▶ _PROBLEMS TO WORK ON_:
- A) Please reproduce the forum thread about PC-Engine sprites between "Hmm, I'd gotten" and "throughout this forum.", inclusive.
- B) Carry on the forum thread about PC-Engine sprites from its last sentence.

==== PAGE ====

What would be the benefits of having software sprites on the PC-Engine?

 

It was only fast due to the custom graphics hardware (16bit) so there would be very little point in using what precious 6502 time you have for running game logic to be wasted on insignificant software sprites.

 

Hmm, I'd gotten the impression (from several people and discussions on AA and Sega-16, most recently the A8 vs ST thread) that in several ways the 6502 is significantly faster than a similarly clocked 68000. (regardless the PC engine's cpu was still 2x than the SNES's at least -probably more due to wait states on SNES, of course the PCE has 1/8 the work RAM, but this is off topic)

 

What I see here is someone who thinks that the ST and the Amiga are similar in that they are both “closed” architecture systems, like an Atari 800, C64, or European Spectrum. You think that what you see is all you get. Yours is a recurring assumption throughout this forum.

==== RECORD LIST ====

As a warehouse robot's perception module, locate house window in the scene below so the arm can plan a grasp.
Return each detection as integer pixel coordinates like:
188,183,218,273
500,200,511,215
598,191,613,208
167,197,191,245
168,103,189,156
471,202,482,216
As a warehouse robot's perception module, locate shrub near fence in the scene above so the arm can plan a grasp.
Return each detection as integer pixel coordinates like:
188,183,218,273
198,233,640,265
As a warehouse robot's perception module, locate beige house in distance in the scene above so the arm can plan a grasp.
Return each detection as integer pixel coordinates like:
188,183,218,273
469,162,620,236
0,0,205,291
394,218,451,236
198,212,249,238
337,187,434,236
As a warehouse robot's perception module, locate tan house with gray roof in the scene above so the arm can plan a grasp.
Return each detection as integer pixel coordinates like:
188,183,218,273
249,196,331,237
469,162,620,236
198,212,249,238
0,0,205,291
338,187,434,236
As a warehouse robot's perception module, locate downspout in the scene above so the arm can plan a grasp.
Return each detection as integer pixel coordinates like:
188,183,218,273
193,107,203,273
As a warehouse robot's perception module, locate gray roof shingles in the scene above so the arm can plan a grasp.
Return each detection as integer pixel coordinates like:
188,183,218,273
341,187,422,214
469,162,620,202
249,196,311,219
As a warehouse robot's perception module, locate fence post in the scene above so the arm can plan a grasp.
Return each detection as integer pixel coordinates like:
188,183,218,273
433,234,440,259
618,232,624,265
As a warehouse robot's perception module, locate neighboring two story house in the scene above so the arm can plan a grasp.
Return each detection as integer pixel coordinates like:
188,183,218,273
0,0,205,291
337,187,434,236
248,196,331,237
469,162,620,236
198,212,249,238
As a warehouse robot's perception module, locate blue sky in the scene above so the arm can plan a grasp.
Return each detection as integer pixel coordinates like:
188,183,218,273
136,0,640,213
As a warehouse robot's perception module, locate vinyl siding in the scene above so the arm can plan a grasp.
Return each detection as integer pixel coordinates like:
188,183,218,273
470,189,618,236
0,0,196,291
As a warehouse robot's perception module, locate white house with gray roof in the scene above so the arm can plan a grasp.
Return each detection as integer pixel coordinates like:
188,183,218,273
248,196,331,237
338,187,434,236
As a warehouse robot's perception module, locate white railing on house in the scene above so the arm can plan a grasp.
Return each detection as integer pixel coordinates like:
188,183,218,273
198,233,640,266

====

▶ _RESULTS OF THE TASKS_:
- A)
Hmm, I'd gotten the impression (from several people and discussions on AA and Sega-16, most recently the A8 vs ST thread) that in several ways the 6502 is significantly faster than a similarly clocked 68000. (regardless the PC engine's cpu was still 2x than the SNES's at least -probably more due to wait states on SNES, of course the PCE has 1/8 the work RAM, but this is off topic)

 

What I see here is someone who thinks that the ST and the Amiga are similar in that they are both “closed” architecture systems, like an Atari 800, C64, or European Spectrum. You think that what you see is all you get. Yours is a recurring assumption throughout this forum.

- B)
This assumption is false. The ST was built as a closed architecture. For example, when the ST was built, they surface mounted everything for cost reduction. They pulled the lines they thought hobbyists would want or need out into the ports on the back and the cartridge slot. They built the purpose minded low-cost machine they set out to build.

 

The Amiga took a very different path. The designers did not build a game system or a home computer or a personal computer. They built an entire technology platform that was even in 1982 planned around the concept of future scalability. The does not mean they never intended to make closed architecture computers based on the platform (A600), but the computer as released in 1985 was already a fully realized platform, not a one time machine. You can think of the Amiga as a computer that was subtracted from, but the platform was never cut down.

 

When you look at early concept sketches, you see that the system was always designed to have a full next generation expansion chassis and bus. This chassis was subtracted from the A1000 to reduce cost, but the entire bus was still implemented and sent to an edge expansion. This meant even the most aggressive imaginable upgrades could be added as easily as a cartridge. Want that new 68020? Slap it on! You don’t even need to void your warranty! Want 8MB RAM? Slap it on! Want a totally new kind of device that has only just been invented? Slap it on!

Want the entire zorro expansion chassis because you want an IDE flashdrive AND an Ethernet card? Well… that’s a lot of cards… maybe you should slap on an entire zorro bus expansion chassis? Why not, there were half a dozen!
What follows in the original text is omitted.